Aim of the task: Write out exactly, with no other output, the lines below from the one that contains "the distant building" through the end.

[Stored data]
-- start --
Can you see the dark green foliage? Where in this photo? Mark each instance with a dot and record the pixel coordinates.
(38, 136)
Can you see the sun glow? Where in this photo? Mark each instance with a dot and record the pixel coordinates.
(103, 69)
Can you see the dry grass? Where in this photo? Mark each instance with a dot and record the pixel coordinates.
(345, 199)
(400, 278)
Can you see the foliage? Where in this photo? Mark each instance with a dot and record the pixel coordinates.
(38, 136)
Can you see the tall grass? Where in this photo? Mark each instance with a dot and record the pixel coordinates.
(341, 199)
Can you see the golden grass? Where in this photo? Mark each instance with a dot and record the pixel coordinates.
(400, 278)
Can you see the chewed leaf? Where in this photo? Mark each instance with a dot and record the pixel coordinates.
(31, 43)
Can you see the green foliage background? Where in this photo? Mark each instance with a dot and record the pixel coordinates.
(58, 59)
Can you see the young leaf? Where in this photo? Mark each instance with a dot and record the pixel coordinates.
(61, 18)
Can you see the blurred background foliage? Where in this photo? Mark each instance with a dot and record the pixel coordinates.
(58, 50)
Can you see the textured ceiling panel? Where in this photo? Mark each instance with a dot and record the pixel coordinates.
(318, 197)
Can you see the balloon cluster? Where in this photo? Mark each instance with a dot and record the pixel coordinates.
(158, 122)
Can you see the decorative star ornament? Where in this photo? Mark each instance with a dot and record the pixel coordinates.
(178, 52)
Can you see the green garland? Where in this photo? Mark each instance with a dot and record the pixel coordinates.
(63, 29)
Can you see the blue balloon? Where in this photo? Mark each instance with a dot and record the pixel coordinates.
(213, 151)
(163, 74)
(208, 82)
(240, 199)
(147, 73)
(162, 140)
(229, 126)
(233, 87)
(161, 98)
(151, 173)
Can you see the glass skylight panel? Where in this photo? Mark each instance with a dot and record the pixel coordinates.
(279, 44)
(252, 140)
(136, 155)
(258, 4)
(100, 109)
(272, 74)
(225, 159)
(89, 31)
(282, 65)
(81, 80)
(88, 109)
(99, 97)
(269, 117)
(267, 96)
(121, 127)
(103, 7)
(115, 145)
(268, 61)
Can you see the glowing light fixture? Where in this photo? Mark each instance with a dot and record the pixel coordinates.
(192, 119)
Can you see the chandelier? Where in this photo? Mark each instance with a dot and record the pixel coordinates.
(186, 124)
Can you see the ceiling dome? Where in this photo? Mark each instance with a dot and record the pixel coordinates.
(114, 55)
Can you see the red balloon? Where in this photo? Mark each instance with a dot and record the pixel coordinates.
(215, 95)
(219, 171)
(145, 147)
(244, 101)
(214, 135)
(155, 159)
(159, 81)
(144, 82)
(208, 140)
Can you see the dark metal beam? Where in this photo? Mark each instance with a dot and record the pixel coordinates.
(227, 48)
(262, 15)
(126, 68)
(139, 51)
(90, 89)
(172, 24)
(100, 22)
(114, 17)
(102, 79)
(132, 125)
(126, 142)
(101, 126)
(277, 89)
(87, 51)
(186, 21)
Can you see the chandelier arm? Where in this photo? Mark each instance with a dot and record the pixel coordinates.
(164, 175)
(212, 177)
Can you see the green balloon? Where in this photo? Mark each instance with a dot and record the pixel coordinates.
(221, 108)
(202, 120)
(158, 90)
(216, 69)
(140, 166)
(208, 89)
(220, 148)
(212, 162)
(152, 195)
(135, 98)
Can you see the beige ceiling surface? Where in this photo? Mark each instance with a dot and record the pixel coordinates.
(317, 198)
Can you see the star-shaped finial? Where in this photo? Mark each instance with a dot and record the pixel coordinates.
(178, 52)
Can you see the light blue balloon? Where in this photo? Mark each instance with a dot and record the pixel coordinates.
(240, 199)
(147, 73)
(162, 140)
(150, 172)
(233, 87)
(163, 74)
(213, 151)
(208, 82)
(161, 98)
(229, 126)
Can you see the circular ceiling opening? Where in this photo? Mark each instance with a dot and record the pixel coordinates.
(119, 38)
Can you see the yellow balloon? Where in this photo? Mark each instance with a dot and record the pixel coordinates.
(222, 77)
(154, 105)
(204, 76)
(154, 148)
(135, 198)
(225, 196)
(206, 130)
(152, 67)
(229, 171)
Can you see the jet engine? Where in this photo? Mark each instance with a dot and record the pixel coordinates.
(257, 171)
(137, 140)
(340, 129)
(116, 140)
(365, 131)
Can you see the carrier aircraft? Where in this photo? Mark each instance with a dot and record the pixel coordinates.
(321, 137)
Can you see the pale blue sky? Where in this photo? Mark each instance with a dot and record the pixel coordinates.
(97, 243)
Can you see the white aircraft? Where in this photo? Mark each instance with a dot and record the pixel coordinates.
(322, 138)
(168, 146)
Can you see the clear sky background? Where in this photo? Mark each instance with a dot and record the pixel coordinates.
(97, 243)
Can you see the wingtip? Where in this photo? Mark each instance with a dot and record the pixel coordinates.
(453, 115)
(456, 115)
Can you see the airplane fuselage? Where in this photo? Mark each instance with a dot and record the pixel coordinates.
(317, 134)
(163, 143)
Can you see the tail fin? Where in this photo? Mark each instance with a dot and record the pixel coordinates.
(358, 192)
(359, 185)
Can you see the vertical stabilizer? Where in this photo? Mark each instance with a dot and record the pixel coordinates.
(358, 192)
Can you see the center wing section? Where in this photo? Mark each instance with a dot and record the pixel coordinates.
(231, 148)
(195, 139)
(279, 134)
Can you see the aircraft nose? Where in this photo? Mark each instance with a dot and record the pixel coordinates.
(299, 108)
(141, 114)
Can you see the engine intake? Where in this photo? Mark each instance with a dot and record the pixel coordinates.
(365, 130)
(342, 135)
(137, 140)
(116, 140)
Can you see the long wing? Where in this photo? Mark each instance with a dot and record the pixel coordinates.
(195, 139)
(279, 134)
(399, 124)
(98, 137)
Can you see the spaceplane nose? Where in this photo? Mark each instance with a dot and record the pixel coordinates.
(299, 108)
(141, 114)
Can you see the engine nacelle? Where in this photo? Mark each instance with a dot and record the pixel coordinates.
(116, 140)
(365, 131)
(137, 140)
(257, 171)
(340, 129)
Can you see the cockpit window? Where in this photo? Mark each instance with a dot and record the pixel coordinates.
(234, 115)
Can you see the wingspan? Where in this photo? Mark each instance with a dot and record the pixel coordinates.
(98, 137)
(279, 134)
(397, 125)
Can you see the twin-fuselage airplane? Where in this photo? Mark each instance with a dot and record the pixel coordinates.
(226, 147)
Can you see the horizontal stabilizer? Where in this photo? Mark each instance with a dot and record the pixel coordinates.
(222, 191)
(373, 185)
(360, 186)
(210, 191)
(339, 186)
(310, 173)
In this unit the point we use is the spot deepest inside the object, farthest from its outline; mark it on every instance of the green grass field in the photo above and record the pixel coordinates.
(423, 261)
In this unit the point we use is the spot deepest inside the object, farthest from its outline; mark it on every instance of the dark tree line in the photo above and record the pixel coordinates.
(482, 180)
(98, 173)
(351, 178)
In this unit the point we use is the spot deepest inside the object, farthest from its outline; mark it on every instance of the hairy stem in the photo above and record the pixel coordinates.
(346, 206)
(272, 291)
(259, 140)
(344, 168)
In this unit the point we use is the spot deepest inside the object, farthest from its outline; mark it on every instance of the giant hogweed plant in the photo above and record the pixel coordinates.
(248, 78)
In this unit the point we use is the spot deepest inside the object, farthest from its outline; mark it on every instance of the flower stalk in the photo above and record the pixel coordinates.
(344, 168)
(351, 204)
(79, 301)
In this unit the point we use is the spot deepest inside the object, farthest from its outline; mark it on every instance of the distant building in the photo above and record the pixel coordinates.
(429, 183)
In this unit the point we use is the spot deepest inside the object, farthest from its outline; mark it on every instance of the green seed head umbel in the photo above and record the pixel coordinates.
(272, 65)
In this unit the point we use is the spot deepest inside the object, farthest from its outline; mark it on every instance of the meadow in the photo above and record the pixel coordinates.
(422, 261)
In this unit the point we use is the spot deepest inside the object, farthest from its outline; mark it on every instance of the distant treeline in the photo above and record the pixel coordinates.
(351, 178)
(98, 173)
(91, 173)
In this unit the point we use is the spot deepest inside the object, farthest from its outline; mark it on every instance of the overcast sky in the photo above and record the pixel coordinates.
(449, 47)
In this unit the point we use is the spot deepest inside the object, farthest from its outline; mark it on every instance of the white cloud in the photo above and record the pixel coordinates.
-- end --
Output:
In this unit the point we use is the spot deepest inside the object, farthest from its outline; mark it on every instance of the distant building in the photo above and record the pixel coordinates.
(429, 183)
In this unit the point we use is the spot deepest inside the object, farthest from its outline; mark it on every instance of the green seed head umbel in the photo above and record the pixel coordinates.
(272, 65)
In this unit the point we use is the spot deepest inside the object, farthest from its outline; mark it on every instance of the meadow in the photo above and record the pixel coordinates.
(422, 261)
In this unit the point we use is the spot deepest inside the object, farthest from its outline; mark it on every instance of the distant treeline in the photo above and record the pixel coordinates.
(351, 178)
(98, 173)
(91, 173)
In this unit the point we use is the spot deepest inside the object, farthest from its outline; mark it on every instance of the overcast sky in the photo above and record the pixel coordinates.
(449, 47)
In this unit the point we use is the spot deepest inside the object, farthest from its outline; mark it on every instance of the white cloud in the photo above and record the pixel coordinates.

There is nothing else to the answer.